WHAT YOU WILL DO — Render the material below as a two-column CSV with the header input,output, giving one row for each labeled text and its answer, with every field in double quotes and line breaks replaced by spaces. Leave the pictures out.

SUPPLIED MATERIAL —
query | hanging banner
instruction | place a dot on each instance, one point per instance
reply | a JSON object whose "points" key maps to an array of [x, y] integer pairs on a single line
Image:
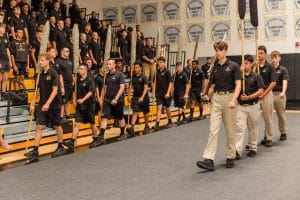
{"points": [[171, 11], [219, 8], [275, 5], [275, 27], [171, 34], [195, 30], [219, 29], [249, 30], [195, 9], [111, 14], [149, 13], [129, 14]]}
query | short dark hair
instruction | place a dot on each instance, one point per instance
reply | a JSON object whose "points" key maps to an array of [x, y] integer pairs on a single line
{"points": [[262, 48]]}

EXERCISE OUTPUT —
input,output
"query | hanging banner instruction | place a dot on each instance, one point per instance reply | a JSON object whose ""points"" key maps to an array of [x, y] integer pairs on a single line Image:","{""points"": [[171, 11], [219, 8], [275, 5], [275, 27], [171, 34], [195, 30], [219, 29], [249, 30], [195, 9], [111, 14], [149, 13], [129, 14]]}"
"query | short dark hair instruction | place a dot on each instance, one point per instance reply | a JSON object whose ""points"" key maps to an array of [x, y] integer pairs on a single line","{""points"": [[262, 48]]}"